_数据集条目_:
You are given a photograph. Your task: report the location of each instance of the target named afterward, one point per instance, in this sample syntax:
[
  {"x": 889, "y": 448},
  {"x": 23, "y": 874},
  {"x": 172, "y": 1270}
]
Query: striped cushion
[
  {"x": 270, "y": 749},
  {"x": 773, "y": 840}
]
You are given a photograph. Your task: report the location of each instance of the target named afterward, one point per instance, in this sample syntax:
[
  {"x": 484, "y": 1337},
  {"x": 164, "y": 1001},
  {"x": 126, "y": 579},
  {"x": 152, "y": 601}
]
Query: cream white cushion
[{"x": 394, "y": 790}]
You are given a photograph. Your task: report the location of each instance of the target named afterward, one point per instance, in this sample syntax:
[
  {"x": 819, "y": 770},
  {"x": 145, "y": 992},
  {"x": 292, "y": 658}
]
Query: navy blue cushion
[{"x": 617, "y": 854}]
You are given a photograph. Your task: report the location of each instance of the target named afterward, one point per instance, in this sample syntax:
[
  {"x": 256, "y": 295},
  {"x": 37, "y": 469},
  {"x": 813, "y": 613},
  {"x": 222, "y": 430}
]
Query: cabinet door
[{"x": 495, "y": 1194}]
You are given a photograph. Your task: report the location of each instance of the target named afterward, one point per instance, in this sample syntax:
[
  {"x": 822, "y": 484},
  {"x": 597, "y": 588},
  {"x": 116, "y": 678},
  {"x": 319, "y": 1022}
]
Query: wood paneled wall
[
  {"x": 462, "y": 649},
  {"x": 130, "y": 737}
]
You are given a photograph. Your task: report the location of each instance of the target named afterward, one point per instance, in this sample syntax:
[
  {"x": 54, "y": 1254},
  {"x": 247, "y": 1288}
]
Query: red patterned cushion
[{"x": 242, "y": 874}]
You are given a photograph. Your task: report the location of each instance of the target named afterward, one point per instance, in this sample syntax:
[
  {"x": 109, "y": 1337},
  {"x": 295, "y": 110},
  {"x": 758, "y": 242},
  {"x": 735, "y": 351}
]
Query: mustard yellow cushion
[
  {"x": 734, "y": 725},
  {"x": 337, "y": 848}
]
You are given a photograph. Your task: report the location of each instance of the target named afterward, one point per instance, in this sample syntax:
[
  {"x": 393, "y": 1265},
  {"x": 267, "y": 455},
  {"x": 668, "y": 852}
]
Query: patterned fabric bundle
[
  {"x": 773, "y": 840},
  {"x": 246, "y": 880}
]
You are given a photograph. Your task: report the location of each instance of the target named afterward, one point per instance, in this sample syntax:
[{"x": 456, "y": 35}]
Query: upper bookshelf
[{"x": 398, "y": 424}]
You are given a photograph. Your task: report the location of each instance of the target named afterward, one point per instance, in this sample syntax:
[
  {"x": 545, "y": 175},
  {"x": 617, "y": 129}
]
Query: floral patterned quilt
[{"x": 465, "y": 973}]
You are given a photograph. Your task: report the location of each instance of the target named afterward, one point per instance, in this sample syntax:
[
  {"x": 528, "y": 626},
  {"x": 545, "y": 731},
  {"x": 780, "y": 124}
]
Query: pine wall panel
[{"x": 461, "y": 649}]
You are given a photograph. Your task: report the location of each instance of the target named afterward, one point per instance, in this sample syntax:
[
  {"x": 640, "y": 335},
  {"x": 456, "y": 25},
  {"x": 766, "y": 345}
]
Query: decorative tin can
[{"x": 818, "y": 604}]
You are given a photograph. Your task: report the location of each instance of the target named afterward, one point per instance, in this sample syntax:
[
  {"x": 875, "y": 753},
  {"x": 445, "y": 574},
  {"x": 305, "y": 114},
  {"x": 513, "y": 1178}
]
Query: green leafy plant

_书面题目_:
筛选上面的条目，把所有包含字符串“patterned”的行逐字抄录出来。

_本题结果_:
Query: red patterned cushion
Query: patterned fabric bundle
Query: floral patterned quilt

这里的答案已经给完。